(What to produce) For the word "reflection", copy every line of the material that includes it.

(Data under study)
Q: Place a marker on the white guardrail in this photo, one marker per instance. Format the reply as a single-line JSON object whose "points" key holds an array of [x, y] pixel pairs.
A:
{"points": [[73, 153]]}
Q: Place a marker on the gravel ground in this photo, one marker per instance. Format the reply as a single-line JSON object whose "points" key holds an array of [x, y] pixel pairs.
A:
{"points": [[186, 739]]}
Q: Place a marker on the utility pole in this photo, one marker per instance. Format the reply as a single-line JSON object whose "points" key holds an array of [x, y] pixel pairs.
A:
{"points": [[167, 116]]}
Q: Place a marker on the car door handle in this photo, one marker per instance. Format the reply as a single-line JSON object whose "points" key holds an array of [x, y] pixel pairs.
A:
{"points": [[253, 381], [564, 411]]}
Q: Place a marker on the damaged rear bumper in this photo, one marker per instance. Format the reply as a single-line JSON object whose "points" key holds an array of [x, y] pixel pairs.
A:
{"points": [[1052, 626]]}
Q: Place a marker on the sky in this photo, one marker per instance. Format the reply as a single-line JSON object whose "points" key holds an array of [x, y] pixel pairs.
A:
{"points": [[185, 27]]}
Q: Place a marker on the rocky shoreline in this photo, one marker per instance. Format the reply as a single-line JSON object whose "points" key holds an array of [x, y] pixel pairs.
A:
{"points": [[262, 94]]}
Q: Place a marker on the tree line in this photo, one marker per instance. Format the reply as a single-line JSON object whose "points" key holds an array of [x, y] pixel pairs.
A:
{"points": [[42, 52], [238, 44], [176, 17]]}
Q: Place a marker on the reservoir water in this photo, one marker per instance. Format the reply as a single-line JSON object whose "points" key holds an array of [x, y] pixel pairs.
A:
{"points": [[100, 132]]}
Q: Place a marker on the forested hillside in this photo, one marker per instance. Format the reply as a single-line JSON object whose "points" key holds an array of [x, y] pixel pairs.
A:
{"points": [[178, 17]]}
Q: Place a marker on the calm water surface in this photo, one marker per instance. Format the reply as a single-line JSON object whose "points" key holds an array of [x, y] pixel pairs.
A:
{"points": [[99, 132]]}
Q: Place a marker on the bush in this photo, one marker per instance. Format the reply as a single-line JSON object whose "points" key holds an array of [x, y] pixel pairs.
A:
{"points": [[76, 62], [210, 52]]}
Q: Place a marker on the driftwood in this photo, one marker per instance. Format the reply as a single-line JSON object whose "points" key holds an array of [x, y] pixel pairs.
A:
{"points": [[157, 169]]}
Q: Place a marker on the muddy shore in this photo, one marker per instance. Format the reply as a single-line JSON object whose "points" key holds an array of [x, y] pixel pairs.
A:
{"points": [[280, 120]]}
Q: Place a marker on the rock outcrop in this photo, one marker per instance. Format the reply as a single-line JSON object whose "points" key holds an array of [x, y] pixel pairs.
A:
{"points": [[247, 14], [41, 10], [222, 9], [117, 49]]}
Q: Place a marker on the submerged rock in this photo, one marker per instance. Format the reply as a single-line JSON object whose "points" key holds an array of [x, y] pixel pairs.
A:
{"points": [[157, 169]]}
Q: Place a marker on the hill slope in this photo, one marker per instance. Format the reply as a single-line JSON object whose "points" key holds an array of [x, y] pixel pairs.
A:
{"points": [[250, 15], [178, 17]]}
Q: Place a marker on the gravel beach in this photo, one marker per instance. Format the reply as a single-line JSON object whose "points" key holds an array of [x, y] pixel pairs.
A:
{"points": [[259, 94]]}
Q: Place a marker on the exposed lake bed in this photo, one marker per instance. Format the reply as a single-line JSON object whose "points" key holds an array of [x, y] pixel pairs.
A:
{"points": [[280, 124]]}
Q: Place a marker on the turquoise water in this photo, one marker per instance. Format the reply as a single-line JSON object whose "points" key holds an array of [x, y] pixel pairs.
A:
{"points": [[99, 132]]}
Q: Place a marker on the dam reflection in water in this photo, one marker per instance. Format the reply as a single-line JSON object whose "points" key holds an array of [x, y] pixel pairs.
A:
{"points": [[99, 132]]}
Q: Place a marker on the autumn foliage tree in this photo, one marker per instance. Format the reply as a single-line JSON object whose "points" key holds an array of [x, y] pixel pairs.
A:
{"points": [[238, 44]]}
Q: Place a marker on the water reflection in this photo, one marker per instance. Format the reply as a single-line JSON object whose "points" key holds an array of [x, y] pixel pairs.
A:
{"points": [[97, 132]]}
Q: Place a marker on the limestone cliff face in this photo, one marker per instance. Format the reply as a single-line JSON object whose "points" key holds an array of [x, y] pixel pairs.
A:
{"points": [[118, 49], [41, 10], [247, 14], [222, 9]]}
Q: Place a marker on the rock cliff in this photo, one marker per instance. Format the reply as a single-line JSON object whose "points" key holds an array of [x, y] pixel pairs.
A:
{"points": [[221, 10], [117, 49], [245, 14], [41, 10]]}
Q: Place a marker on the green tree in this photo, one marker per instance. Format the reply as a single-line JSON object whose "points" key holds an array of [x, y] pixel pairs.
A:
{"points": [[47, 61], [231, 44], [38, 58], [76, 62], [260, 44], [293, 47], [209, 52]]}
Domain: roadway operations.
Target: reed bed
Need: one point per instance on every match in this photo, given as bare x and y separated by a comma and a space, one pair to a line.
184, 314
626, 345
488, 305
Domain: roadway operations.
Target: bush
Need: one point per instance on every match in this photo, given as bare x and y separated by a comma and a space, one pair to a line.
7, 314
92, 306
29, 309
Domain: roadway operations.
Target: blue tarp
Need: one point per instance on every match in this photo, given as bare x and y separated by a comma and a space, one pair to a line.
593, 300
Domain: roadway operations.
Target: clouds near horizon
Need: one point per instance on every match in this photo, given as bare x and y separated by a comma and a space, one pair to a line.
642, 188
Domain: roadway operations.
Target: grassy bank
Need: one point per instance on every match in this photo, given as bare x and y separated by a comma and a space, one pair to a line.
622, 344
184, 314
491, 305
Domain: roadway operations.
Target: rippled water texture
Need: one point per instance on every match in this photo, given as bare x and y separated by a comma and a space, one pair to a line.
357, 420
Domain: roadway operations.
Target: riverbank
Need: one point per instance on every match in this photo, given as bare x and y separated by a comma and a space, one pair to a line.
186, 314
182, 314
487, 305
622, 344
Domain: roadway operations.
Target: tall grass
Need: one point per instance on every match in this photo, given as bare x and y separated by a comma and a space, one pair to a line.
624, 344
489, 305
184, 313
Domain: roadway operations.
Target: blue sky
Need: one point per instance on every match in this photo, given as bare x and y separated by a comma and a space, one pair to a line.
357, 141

(Exercise solution)
Q: Place a marker on the dam reflection in water in this photo, one marker per instance. Format the reply as a single-line JSON object whose "points" key holds an array of [x, y] pixel pairs.
Q: Place a marker on the water reflection in this photo, one marker per instance. Format the reply as a single-line JSON object whose "points" key holds an array of [x, y] pixel pairs.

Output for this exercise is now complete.